==== SUPPLIED INFORMATION ====

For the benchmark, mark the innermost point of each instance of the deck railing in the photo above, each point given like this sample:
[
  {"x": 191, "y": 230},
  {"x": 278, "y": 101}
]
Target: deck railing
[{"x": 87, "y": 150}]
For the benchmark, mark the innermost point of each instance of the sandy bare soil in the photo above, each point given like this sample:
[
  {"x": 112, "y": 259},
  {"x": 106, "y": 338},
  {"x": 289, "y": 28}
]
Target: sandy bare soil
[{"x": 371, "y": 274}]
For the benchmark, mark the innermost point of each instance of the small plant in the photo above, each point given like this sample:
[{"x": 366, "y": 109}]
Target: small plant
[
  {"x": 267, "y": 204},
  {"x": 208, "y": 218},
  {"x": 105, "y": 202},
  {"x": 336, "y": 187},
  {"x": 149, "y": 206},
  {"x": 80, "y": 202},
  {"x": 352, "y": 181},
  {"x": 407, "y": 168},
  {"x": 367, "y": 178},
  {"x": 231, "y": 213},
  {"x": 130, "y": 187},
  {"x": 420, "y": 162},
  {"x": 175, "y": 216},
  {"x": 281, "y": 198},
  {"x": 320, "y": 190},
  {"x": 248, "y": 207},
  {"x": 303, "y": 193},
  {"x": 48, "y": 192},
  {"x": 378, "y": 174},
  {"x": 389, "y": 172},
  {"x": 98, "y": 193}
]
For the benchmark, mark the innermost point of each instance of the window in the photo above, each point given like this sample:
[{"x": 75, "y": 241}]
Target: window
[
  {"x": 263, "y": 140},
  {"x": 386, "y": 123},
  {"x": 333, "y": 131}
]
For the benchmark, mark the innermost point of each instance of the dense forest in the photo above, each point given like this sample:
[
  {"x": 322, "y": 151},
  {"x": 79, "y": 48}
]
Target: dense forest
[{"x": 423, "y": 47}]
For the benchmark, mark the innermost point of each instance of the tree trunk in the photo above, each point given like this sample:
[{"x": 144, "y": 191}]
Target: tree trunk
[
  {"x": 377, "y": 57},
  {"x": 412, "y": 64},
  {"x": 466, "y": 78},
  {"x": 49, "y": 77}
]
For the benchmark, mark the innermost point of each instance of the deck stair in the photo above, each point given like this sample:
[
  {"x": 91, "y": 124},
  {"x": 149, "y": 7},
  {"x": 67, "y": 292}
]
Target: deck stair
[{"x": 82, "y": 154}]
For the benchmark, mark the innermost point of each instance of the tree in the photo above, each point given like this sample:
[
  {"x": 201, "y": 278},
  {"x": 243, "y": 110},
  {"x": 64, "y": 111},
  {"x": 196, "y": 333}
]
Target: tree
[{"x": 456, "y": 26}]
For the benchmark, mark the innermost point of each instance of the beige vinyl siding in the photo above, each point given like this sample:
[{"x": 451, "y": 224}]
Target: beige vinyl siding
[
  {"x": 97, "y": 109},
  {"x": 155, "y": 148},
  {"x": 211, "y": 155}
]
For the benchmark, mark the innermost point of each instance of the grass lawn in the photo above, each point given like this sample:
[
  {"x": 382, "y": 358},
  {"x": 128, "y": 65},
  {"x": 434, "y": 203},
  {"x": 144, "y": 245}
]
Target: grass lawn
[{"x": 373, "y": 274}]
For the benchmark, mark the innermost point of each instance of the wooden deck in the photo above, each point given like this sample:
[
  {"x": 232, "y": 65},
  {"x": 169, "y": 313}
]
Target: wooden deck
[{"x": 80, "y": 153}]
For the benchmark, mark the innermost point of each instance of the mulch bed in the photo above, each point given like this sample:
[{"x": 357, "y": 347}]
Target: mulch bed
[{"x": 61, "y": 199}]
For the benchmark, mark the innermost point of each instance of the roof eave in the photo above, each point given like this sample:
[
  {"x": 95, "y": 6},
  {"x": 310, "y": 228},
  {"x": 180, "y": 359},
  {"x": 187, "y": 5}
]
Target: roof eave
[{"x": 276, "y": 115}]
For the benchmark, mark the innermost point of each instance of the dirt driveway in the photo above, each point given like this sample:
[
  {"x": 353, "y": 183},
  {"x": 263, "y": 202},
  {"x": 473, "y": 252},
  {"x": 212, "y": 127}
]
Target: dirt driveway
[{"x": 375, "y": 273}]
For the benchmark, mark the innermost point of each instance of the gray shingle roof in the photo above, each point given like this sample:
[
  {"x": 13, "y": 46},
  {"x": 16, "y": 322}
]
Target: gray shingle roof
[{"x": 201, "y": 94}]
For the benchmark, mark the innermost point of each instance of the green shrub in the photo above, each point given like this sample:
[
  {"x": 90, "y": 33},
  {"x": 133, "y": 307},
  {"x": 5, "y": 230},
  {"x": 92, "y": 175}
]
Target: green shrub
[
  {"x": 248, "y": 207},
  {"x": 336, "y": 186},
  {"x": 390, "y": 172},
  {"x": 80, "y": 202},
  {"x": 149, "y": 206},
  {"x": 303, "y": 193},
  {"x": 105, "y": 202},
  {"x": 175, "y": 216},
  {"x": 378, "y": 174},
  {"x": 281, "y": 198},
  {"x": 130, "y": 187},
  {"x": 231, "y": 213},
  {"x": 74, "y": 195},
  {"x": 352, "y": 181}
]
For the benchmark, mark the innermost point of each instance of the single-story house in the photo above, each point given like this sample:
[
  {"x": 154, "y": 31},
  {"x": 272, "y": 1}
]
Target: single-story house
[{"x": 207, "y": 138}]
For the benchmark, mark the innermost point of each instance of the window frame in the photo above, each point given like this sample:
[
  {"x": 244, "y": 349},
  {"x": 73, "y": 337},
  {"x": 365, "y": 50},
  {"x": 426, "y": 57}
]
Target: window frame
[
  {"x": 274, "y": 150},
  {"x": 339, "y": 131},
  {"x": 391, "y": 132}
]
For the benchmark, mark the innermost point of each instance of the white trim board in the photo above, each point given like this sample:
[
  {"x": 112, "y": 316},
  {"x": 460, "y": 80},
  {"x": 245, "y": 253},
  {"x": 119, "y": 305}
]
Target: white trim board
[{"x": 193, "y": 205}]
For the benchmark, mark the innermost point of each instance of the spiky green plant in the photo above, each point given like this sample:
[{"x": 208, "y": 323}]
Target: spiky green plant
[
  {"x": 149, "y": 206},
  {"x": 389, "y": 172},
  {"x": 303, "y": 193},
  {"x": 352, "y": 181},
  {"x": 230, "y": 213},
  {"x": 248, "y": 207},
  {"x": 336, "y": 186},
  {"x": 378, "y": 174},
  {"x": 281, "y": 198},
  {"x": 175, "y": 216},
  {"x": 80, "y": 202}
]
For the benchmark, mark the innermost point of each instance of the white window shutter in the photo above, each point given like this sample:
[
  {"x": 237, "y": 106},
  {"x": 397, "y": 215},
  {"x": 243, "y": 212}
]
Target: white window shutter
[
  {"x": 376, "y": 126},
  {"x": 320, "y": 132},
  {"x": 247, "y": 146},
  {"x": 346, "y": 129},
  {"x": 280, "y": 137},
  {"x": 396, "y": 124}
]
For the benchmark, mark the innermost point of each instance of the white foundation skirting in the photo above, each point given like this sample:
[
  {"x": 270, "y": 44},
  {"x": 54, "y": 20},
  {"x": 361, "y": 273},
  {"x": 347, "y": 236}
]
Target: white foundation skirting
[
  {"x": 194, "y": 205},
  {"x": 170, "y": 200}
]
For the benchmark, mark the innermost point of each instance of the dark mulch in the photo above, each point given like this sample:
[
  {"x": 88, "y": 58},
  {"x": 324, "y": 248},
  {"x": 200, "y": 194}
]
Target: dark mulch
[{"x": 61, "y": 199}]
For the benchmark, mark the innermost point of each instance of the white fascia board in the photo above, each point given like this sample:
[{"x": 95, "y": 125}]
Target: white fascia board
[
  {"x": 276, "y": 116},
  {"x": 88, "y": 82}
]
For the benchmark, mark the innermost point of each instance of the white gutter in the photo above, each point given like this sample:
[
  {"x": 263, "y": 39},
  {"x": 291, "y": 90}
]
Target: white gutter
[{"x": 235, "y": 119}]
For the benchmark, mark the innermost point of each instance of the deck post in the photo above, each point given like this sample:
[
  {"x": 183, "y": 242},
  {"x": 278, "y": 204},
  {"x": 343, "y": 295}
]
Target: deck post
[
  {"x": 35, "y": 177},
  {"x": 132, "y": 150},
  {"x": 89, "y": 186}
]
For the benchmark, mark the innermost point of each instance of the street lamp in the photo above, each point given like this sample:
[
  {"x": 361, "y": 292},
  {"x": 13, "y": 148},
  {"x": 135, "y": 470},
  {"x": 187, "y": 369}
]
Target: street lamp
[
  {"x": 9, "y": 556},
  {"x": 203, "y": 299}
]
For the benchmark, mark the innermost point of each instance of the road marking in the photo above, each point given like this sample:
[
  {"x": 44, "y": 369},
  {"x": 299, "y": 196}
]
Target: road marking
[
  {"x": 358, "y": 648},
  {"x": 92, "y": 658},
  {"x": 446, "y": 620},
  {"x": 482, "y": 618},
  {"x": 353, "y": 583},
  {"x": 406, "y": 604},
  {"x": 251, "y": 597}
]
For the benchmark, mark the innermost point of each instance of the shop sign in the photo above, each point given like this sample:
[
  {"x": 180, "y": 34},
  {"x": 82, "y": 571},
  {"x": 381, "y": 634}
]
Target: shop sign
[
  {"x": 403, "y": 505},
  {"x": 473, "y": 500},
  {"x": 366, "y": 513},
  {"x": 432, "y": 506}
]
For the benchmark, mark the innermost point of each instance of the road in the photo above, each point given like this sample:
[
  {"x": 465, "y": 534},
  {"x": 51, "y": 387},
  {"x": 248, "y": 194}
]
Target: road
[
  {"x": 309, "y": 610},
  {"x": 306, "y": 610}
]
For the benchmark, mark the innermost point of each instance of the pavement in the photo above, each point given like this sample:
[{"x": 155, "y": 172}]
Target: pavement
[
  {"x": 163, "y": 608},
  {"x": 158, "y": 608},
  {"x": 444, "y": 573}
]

====

EXERCISE DETAILS
Begin with the line containing "of the shop" and repeat each line exactly until the records above end.

WRITTEN ANSWER
For the benchmark, mark the innermost point of each instance of the shop sign in the photo above, each point given like this sample:
[
  {"x": 180, "y": 34},
  {"x": 82, "y": 571},
  {"x": 381, "y": 634}
]
Target: shop sign
[
  {"x": 403, "y": 505},
  {"x": 473, "y": 500},
  {"x": 366, "y": 513},
  {"x": 432, "y": 506}
]
For the benchmark, mark the innermost point of each instance of the road in the photo above, each point given like this sample:
[
  {"x": 465, "y": 534},
  {"x": 51, "y": 387},
  {"x": 248, "y": 194}
]
Target: road
[
  {"x": 309, "y": 610},
  {"x": 306, "y": 610}
]
For the benchmark, mark the innermost point of each instance of the pavement in the photo above, each point given like this sample:
[{"x": 155, "y": 172}]
Target: pavement
[
  {"x": 163, "y": 608},
  {"x": 158, "y": 608},
  {"x": 444, "y": 573}
]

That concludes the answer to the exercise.